What to work on
Retype all of the data. Every line must match exactly.

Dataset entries

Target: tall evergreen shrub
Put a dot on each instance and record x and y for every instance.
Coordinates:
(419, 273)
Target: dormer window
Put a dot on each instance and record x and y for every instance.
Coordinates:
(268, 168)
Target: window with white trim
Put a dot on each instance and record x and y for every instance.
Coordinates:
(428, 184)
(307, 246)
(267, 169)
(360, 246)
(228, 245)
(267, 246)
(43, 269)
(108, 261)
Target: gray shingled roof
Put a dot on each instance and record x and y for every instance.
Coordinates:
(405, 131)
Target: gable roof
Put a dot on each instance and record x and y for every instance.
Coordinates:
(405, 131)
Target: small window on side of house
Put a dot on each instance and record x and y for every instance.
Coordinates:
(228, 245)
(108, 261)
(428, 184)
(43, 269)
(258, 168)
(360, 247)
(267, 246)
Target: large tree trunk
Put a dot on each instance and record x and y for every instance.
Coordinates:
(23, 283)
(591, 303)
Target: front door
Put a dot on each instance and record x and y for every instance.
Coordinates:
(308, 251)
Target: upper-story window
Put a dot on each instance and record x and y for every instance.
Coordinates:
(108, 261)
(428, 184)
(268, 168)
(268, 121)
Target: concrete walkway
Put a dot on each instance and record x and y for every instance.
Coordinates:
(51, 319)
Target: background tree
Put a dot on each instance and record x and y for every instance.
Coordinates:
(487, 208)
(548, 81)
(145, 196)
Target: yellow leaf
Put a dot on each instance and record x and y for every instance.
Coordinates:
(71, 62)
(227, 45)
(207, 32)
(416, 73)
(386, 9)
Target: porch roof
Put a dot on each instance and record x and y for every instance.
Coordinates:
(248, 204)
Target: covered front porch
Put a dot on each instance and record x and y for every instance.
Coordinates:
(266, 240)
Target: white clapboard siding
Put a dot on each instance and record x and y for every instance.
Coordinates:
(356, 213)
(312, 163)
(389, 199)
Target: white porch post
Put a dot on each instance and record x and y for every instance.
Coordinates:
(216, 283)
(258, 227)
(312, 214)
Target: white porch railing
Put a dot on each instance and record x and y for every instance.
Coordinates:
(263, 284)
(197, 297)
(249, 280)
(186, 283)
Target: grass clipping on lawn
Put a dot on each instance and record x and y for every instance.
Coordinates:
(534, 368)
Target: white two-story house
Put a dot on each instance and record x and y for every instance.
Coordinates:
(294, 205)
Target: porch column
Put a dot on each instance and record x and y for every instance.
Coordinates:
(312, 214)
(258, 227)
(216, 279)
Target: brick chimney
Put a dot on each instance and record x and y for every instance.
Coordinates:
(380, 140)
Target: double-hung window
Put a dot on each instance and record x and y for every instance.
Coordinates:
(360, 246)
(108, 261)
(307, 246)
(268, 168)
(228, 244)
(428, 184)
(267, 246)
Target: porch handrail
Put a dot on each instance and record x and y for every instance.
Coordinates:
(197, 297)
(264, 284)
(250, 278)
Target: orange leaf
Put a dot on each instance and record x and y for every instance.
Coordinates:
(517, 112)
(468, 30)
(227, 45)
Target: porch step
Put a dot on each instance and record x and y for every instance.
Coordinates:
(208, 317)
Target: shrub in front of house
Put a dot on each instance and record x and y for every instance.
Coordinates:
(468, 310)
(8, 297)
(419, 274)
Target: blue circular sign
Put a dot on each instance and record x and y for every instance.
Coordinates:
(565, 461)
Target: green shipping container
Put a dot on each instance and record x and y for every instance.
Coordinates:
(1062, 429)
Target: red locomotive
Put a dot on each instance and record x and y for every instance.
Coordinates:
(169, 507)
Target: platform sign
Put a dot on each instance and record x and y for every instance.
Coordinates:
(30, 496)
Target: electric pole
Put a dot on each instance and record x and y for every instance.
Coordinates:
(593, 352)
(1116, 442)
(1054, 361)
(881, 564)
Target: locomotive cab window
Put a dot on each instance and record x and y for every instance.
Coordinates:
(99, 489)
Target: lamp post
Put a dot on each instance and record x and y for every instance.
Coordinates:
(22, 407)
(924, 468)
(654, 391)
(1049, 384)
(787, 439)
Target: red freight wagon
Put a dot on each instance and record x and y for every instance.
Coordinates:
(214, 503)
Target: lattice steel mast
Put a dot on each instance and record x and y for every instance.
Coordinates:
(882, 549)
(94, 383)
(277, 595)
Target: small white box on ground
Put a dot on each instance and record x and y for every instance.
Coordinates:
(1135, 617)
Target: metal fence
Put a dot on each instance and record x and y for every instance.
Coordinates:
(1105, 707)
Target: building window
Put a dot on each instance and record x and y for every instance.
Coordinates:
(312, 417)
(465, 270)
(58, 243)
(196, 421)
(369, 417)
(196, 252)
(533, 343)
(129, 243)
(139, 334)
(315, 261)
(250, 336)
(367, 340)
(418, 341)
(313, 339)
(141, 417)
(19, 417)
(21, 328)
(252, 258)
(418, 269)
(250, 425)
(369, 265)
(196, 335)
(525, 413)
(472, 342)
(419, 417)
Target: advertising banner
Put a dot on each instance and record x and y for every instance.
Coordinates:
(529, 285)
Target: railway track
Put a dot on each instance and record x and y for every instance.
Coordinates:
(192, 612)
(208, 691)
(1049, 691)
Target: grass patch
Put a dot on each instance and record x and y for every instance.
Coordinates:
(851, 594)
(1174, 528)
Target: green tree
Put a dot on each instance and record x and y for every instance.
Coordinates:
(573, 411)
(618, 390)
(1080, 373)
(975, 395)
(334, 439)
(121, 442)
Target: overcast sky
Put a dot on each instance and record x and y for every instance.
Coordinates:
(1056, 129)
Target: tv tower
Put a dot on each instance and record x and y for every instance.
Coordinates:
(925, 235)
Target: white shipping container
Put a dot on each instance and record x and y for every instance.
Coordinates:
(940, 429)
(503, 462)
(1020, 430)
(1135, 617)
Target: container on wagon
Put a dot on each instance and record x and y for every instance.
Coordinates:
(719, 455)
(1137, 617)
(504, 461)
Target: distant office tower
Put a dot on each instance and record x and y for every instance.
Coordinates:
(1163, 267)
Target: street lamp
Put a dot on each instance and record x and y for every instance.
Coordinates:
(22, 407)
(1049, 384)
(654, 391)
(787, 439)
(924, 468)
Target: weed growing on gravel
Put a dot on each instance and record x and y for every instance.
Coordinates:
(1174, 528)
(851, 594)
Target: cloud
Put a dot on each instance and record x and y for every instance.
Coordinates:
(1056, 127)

Solution for this task
Target: tall evergreen shrub
Put a dot on each instance and record x and y for every instance.
Coordinates:
(419, 273)
Target: dormer window
Put a dot on each instance and record x and y for every instance.
Coordinates:
(268, 168)
Target: window with white trim
Put a dot on each instance and record x and y for every instance.
Coordinates:
(428, 184)
(307, 246)
(267, 169)
(360, 246)
(228, 245)
(267, 246)
(43, 269)
(108, 261)
Target: gray shingled roof
Put a dot on each instance and record x and y for every instance.
Coordinates:
(405, 131)
Target: gable roof
Put a dot on each instance and record x and y for every instance.
Coordinates:
(405, 131)
Target: small window on side of house
Put a dot on each instance and record x and y for every instance.
Coordinates:
(228, 245)
(108, 261)
(428, 184)
(43, 269)
(258, 168)
(360, 247)
(267, 246)
Target: large tree trunk
Put a dot on each instance and record x and y for every instance.
Coordinates:
(23, 283)
(591, 303)
Target: front door
Put a dot on each instance and record x and y for every instance.
Coordinates:
(308, 251)
Target: upper-story window
Put a dot on each instance and record x and y for every instance.
Coordinates:
(108, 261)
(428, 184)
(268, 168)
(268, 121)
Target: concrete walkway
Put a dot on each instance and record x and y for every instance.
Coordinates:
(51, 319)
Target: background tree
Put a dot on each instance and record x and y for every instance.
Coordinates:
(487, 208)
(548, 81)
(145, 196)
Target: yellow leaf
Put a dot on each instance and record x and y for every instance.
Coordinates:
(71, 62)
(227, 45)
(207, 32)
(416, 73)
(386, 9)
Target: porch roof
Put a dot on each instance and record x and y for every instance.
Coordinates:
(248, 204)
Target: covered front porch
Put a dot on each instance and record x and y for every instance.
Coordinates:
(266, 240)
Target: white clapboard siding
Put a dot on each instance and record x and y for every instance.
Coordinates:
(356, 213)
(312, 163)
(389, 199)
Target: white porch post
Put a dot on each instance and record x and y for every instance.
Coordinates:
(216, 283)
(258, 227)
(312, 214)
Target: white porch railing
Put a dot on each instance and record x and y for every instance.
Coordinates:
(263, 284)
(197, 297)
(249, 280)
(186, 283)
Target: grass clipping on lawn
Put a dot on each instance and record x and y for every instance.
Coordinates:
(534, 368)
Target: white two-story house
Put a dot on each instance and record x and y for every instance.
Coordinates:
(294, 205)
Target: porch column
Put a dot on each instance and record x and y for every instance.
Coordinates:
(312, 214)
(258, 227)
(216, 279)
Target: brick chimney
Put a dot on each instance and record x and y for every instance.
Coordinates:
(380, 140)
Target: double-hung window
Put a dot on each instance and record x and y for every instance.
Coordinates:
(360, 246)
(108, 261)
(307, 246)
(268, 168)
(228, 244)
(428, 184)
(267, 246)
Target: porch handrail
Put a dot on each instance and record x and y for every instance.
Coordinates:
(197, 297)
(264, 284)
(250, 278)
Target: orange leaf
Put a dot on each instance and record x and y for every instance.
Coordinates:
(517, 112)
(468, 30)
(227, 45)
Target: porch step
Put a dot on each instance and record x and y for every instance.
Coordinates:
(208, 317)
Target: shrub in front of house
Put a dot on each instance and record x and y for every instance.
Coordinates:
(468, 310)
(8, 297)
(419, 274)
Target: blue circular sign
Put a dot on each instance and record x and y for every instance.
Coordinates:
(565, 461)
Target: green shipping container
Put a dot on each instance and record x and y for every instance.
Coordinates:
(1062, 429)
Target: red locomotive
Put a dot on each instance and record x and y for every instance.
Coordinates:
(169, 507)
Target: platform sign
Put a dot on each instance and record x and y for every instance.
Coordinates:
(30, 496)
Target: electric pole
Put a dot on each instance and record x and y for every instance.
Coordinates:
(593, 352)
(1116, 442)
(1054, 361)
(881, 564)
Target: locomotive cab window
Put a dot on each instance and record x and y for every instance.
Coordinates:
(99, 489)
Target: lamp post
Put a dot on each instance and record x and y for every instance.
Coordinates:
(22, 407)
(924, 468)
(654, 391)
(1049, 384)
(787, 439)
Target: red freight wagon
Put a dot on each instance and record x and y for every instance.
Coordinates:
(214, 503)
Target: lattice steel mast
Put a dot on each instance and record x and y for every instance.
Coordinates:
(882, 549)
(94, 383)
(277, 595)
Target: small white box on ground
Put a dot on each instance and record x and y for every instance.
Coordinates:
(1135, 617)
Target: metal fence
Put a dot on each instance and record x and y for every instance.
Coordinates:
(1105, 707)
Target: building window
Put a dot on each instance and record x and y for every instance.
Coordinates:
(312, 417)
(465, 270)
(58, 243)
(196, 421)
(369, 417)
(196, 252)
(533, 343)
(129, 243)
(139, 334)
(315, 261)
(250, 336)
(367, 340)
(418, 341)
(313, 339)
(141, 417)
(19, 417)
(21, 328)
(252, 258)
(418, 269)
(250, 425)
(369, 265)
(196, 335)
(525, 413)
(472, 342)
(419, 417)
Target: advertising banner
Put a dot on each instance and record x and y for every instance.
Coordinates:
(529, 285)
Target: railway track
Put a dot on each instance and record x and y for every instance.
Coordinates:
(192, 612)
(208, 691)
(1049, 691)
Target: grass patch
Put a dot on each instance and record x and y for every instance.
Coordinates:
(851, 594)
(1174, 528)
Target: green tree
Put a dot on each instance and record x and y for every instance.
Coordinates:
(573, 411)
(618, 390)
(1080, 373)
(975, 395)
(334, 439)
(121, 442)
Target: overcast sky
Put a dot on each instance and record x and y for every instance.
Coordinates:
(1056, 129)
Target: tv tower
Put a dot on each instance and record x and y for every instance.
Coordinates:
(925, 235)
Target: white shipping container
Put a dot on each instance and record x and y for every instance.
Coordinates:
(940, 429)
(503, 462)
(1020, 430)
(1135, 617)
Target: container on wagon
Put a dot on each instance and record x and y for every instance.
Coordinates:
(719, 455)
(1137, 617)
(504, 461)
Target: distant office tower
Put a dot on each instance and record x and y for every instance.
Coordinates:
(1163, 267)
Target: street lamp
Put a dot on each instance and record x and y for every instance.
Coordinates:
(22, 407)
(1049, 384)
(654, 391)
(787, 439)
(924, 468)
Target: weed growing on gravel
Put a dot on each instance and record x and y for every instance.
Coordinates:
(1174, 528)
(851, 594)
Target: cloud
Put a dot on each instance and record x and y for every instance.
Coordinates:
(1056, 127)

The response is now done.